'''

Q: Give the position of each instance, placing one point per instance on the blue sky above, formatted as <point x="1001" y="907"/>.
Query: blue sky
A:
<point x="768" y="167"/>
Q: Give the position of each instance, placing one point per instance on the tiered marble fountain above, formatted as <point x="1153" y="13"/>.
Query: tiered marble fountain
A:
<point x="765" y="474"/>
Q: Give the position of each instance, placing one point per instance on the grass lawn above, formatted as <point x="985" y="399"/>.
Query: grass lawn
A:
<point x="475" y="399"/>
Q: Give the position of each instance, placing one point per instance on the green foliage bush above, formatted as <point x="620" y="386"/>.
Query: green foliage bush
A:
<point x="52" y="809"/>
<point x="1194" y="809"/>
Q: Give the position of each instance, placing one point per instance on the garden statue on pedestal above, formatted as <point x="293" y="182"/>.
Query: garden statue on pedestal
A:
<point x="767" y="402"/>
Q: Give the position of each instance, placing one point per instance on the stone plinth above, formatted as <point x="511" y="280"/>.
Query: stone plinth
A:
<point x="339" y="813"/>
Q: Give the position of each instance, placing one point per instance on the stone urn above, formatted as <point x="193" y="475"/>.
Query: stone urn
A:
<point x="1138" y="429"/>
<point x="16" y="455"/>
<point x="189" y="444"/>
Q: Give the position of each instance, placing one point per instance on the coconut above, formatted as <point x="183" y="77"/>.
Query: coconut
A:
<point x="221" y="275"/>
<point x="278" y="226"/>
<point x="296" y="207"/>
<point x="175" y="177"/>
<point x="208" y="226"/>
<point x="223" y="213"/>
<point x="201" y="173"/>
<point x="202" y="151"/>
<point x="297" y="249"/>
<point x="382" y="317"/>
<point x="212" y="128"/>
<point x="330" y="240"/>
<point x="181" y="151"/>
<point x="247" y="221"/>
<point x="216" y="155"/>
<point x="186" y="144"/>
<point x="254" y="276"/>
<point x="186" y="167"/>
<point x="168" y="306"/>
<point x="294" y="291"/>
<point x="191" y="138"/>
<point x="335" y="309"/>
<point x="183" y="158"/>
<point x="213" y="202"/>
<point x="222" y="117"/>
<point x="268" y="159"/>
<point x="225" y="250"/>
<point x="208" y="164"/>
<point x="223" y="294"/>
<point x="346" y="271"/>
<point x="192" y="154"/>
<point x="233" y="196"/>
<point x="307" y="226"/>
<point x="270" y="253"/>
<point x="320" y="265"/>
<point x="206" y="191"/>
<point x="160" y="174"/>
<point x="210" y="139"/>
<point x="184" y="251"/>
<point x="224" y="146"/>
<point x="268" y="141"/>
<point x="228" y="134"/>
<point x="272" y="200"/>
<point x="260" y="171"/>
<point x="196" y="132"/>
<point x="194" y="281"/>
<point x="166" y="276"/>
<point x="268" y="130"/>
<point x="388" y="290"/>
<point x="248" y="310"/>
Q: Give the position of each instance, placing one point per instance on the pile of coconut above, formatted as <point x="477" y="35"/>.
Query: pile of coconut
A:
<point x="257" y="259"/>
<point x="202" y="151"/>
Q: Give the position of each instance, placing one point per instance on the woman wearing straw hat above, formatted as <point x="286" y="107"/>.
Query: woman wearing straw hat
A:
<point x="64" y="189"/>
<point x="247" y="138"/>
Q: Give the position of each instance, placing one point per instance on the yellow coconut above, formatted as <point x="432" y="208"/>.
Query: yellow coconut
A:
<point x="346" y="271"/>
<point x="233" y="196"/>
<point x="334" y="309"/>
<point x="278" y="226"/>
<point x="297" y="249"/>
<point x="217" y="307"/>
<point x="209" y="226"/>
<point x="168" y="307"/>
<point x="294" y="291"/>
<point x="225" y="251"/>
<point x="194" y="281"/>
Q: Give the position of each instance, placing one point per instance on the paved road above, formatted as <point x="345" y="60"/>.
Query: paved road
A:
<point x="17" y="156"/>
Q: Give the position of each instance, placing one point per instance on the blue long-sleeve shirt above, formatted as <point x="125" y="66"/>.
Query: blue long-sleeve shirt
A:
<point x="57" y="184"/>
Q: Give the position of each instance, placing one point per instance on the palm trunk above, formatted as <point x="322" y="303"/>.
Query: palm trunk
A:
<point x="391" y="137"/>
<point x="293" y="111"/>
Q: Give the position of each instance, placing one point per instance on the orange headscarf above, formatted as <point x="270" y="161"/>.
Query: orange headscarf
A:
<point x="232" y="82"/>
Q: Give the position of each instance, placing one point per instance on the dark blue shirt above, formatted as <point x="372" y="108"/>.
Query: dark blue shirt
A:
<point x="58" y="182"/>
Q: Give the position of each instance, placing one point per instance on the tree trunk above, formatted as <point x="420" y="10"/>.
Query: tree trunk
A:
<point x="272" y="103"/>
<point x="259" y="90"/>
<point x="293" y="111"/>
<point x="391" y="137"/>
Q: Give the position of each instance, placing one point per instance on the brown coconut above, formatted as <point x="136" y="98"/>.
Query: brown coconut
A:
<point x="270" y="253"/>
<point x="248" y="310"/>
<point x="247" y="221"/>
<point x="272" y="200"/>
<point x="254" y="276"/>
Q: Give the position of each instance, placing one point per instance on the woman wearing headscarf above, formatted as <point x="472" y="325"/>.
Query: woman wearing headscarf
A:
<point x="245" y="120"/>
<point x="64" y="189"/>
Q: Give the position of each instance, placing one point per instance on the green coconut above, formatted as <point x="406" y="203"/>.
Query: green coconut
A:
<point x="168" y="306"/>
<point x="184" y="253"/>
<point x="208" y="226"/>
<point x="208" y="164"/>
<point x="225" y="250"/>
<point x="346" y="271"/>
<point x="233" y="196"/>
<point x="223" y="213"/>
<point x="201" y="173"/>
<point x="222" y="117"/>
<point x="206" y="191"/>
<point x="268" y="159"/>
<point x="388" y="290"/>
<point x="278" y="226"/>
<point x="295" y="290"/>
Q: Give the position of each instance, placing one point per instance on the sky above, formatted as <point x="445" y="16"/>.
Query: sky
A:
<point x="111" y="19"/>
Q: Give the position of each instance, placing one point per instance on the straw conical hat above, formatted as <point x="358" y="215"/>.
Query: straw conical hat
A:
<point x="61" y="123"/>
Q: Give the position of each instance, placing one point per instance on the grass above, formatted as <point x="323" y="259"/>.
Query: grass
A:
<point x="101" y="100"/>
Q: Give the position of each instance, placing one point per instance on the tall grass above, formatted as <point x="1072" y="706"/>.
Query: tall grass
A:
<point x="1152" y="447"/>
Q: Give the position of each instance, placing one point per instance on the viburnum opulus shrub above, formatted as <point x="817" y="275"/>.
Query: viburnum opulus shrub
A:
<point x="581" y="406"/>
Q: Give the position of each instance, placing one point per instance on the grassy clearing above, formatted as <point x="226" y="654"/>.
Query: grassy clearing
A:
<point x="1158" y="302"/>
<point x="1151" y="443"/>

'''

Work instruction —
Starting with the first line of the listing above and ending with the line that holds "on the garden", return those lines exactly as written, both included.

Solved problem —
Q: Give the position of each instance, placing one point per instance on the blue sky above, formatted as <point x="1001" y="907"/>.
Query: blue sky
A:
<point x="768" y="167"/>
Q: Give the position of each instance, placing one point per instance on the tiered marble fountain above, formatted as <point x="1153" y="13"/>.
Query: tiered marble fountain
A:
<point x="765" y="474"/>
Q: Give the position of each instance, placing one point per instance on the grass lawn above, formatted as <point x="985" y="399"/>.
Query: grass lawn
A:
<point x="475" y="399"/>
Q: Give the position of each instance, placing one point per instance on the green foliage bush above, formatted as <point x="620" y="386"/>.
Query: green foliage bush
A:
<point x="52" y="809"/>
<point x="1194" y="809"/>
Q: Give the position of each instance, placing one point per instance on the garden statue on pedestal above, formatted as <point x="293" y="182"/>.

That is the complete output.